Render every line of the entries below as a JSON list of strings, one string per line and no strings for blank lines.

==== Dataset

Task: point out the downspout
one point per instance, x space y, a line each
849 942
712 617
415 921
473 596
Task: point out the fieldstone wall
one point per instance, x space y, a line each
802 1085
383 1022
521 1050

========

◆ The answer:
[
  "Task: point out the downspout",
  "one point per instance, x space y, a line each",
  "849 942",
  "712 617",
  "415 921",
  "473 596",
  "Task: point out the fieldstone wall",
  "one point per instance, x space y, a line each",
  "802 1085",
  "383 1022",
  "521 1050"
]